Brief. Omit every picture, then return each line of the data below exactly.

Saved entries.

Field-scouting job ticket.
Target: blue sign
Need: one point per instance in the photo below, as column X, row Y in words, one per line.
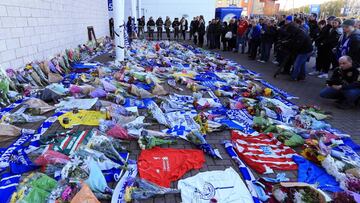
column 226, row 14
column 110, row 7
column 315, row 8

Solution for this problem.
Field-scouting job ticket.
Target: blue sign
Need: one point per instance in the photo below, as column X, row Y in words, one per line.
column 226, row 14
column 110, row 7
column 315, row 8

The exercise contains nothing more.